Provided entries:
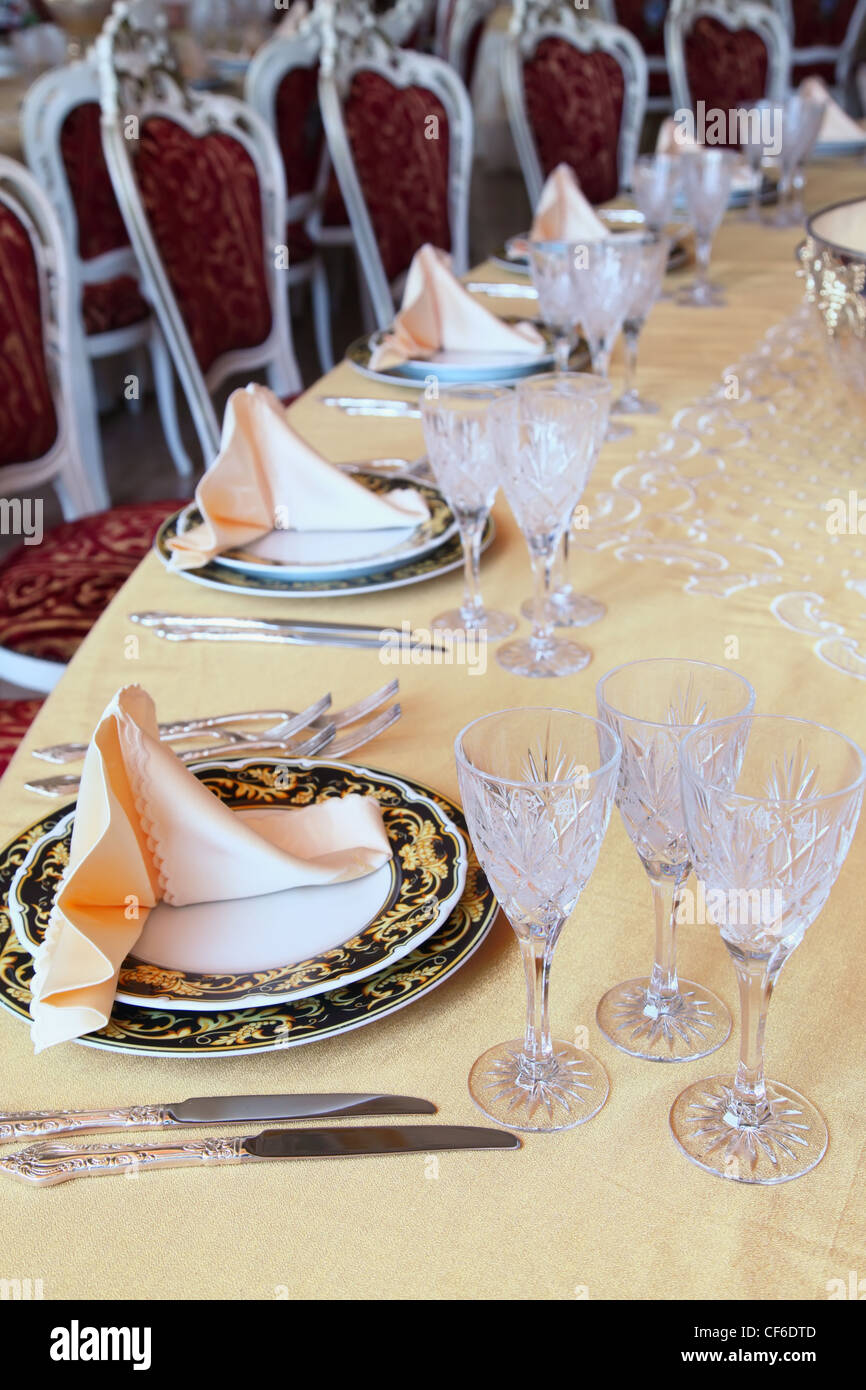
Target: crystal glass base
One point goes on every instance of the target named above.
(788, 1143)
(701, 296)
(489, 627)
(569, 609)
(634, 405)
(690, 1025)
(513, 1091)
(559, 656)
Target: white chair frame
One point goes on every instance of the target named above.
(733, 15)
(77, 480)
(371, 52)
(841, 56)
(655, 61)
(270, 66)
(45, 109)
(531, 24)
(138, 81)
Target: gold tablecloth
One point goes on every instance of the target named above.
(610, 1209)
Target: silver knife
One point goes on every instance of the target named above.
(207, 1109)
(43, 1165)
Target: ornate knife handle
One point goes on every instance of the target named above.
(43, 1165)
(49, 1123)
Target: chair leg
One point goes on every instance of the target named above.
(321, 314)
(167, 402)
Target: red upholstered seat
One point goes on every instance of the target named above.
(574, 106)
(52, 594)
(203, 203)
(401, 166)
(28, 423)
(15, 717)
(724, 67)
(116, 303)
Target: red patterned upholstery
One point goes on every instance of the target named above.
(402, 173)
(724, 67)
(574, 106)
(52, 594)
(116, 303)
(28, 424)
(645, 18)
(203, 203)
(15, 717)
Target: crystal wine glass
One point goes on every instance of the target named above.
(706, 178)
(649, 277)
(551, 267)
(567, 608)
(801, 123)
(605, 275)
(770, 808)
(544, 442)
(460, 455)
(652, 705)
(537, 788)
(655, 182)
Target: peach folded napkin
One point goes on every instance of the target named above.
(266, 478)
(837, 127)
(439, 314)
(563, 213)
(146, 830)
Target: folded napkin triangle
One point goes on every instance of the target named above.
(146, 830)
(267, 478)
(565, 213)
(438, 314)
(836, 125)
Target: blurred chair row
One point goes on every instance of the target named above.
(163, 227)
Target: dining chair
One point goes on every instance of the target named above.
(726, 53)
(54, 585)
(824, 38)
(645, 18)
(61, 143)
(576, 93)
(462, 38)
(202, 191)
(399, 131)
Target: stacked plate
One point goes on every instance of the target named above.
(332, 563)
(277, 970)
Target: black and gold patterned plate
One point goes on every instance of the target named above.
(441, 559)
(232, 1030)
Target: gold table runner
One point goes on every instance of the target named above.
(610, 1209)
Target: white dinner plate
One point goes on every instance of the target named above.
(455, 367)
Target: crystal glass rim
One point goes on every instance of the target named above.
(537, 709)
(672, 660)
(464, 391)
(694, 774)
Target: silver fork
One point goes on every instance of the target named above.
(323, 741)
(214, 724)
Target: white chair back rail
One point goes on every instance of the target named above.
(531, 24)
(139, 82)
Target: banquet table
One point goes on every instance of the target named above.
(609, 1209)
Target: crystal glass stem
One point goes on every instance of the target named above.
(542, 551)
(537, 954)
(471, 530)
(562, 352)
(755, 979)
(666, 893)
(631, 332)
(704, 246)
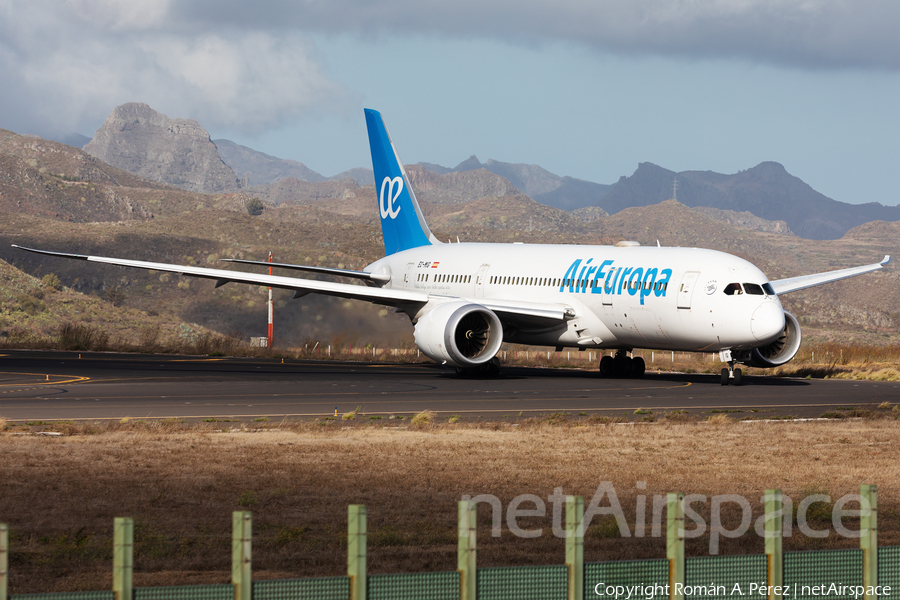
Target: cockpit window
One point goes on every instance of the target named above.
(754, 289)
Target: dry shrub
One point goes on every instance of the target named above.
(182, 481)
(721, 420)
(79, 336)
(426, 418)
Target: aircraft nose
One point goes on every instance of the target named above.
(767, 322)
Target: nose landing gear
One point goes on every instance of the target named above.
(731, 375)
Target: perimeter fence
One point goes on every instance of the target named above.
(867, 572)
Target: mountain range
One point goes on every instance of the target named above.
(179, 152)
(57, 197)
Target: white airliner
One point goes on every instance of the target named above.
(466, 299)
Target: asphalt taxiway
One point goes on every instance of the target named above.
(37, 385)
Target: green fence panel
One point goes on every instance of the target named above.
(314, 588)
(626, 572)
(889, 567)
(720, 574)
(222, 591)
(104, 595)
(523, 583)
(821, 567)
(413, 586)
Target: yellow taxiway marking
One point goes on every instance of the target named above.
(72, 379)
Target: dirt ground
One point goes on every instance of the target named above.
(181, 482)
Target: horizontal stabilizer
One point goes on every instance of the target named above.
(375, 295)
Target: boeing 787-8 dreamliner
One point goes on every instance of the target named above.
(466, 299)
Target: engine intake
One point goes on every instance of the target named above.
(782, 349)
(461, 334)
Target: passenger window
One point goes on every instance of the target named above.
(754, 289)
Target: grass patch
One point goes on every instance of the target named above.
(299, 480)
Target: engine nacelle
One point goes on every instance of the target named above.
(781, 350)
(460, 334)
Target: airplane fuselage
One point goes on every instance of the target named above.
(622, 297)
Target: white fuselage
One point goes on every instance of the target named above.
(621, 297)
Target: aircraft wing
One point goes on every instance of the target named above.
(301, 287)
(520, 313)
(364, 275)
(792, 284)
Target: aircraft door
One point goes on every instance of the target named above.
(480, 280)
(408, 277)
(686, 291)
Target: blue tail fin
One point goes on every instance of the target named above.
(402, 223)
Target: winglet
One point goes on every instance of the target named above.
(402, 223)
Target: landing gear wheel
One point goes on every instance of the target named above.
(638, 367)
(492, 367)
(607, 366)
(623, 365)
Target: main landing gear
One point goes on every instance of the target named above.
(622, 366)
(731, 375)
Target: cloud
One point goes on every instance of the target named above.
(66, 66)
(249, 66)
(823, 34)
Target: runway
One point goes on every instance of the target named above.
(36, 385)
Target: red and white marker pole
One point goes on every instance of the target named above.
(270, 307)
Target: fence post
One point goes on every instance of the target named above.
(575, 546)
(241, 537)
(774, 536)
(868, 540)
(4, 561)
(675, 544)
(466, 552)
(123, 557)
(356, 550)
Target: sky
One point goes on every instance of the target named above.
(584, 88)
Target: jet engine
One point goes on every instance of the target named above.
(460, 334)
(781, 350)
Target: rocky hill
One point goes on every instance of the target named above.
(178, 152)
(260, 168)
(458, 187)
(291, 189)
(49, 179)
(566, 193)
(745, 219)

Your goal:
Reproduce the records above exactly, starting with the line that contains "Target: grass patch" and ending with the last line.

Response:
Target: grass patch
One point goes on every instance of the target named above.
(299, 480)
Target: engine nacelle
One point goes on every instance of the target named above.
(781, 350)
(460, 334)
Target: airplane fuselage
One point goes on every instance of the target named above.
(622, 297)
Target: white fuselage
One point goes on every instance of the target named above.
(621, 297)
Target: aircraft wing
One point goes on every instance of the target named above.
(301, 287)
(520, 313)
(364, 275)
(792, 284)
Target: aircraft door
One point goes on every instance of the target named above.
(480, 280)
(408, 277)
(686, 291)
Target: blue tail fin
One point goes on every instance of the target named above.
(402, 223)
Target: winglet
One point goes on every instance of the target named above.
(402, 223)
Target: landing gear wheel
One point goes on every instance of the target named above.
(638, 367)
(492, 367)
(607, 366)
(623, 365)
Target: main landing gear
One point goes on every instance of the target named above.
(622, 366)
(731, 375)
Target: cloud
One point goes on every instance of the target named above.
(66, 66)
(249, 66)
(823, 34)
Target: runway
One point goes on every instance of the target named above.
(36, 385)
Target: red and white marker pole
One point goes on every instance of the target named above.
(270, 307)
Target: fence post
One point goes on every instance of the target named above.
(575, 546)
(241, 537)
(774, 536)
(868, 540)
(4, 561)
(675, 544)
(466, 552)
(123, 557)
(356, 550)
Target: sky
One point goes on every instance of the target named above.
(584, 88)
Target: jet engine
One point goes on every instance of the target named above.
(460, 334)
(781, 350)
Target: rocky hill
One point goes on every instance of the target named above.
(178, 152)
(260, 168)
(458, 187)
(291, 189)
(49, 179)
(566, 193)
(745, 219)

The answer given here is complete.